Manish Gunwani is chief investment officer for equities at Nippon Life India Asset Management (Nippon), which is responsible for multiple strategies focused on investment opportunities within the country, providing products for the domestic retail market alongside family offices in Europe and the Middle East, and institutional investors internationally.
Overall, Mr Gunwani’s department is responsible for approximately $12 billion in actively managed equity strategies, with all its offerings managed in-house. The firm also has a wide range of debt, gold, and liquid funds.
India is expected to be the fastest growing economy next year as markets recover from the severe effects of the pandemic, despite the rising deaths from its second wave of Coronavirus cases, with Bloomberg’s average estimates revealing a predicted 10 percent plus growth next year. This follows multiple successive years of sluggish growth alongside the sustained effects of lockdowns.

------

▸ **EXERCISES**
1) Summarize the passage on Manish Gunwani in two sentences.
2) Pick up the passage on Manish Gunwani after its last sentence and continue writing it.

▸ **DATASET EXTRACT**
------

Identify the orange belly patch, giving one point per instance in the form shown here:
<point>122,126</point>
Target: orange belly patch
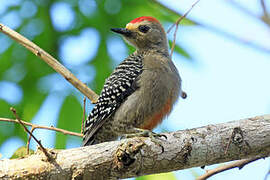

------

▸ **ANSWERS FOR EACH ITEM**
1) Manish Gunwani is chief investment officer for equities at Nippon Life India Asset Management, where his department oversees about $12 billion in actively managed, in-house equity strategies focused on India and offered to domestic retail investors, family offices in Europe and the Middle East, and international institutional investors. India is expected to be the fastest growing economy next year, with Bloomberg's average estimates predicting growth above 10 percent after several years of sluggish growth and lockdowns.

2)
Meanwhile, prime minister Narenda Modi has committed the country to an extensive economic stimulus package. The budget, announced in Feruary, defies the tight-spending fiscal conservatism that has dictated Modi’s policies since he took office. This includes a significant expansion of the fiscal deficit, such as a 26 percent year on year increase in government spending, and an ambitious infrastructure spending plan on roads and railways.
The announcements suggest that, following the difficulties it has suffered when it comes to containing the second wave of Covid-19 cases within its borders, India could transform its macroeconomic conditions and provide investors with exciting opportunities within the equities space during the recovery period of the pandemic.
Fundeye asked Nippon’s chief investment officer about the firm’s selection process, and which funds and asset classes within India would provide investors with the best opportunities during the country’s recovery period. He also provided his views on whether India could compete with China for investors, and what developments people should be covering away from the main news cycle.
Q: Which types of investment products is your firm attracted to?
Our department is mainly focused on equity investments in the Indian stock market. The products diversity range from Broad based strategies like a Multi Cap fund to sector specific ones like a Pharma Fund.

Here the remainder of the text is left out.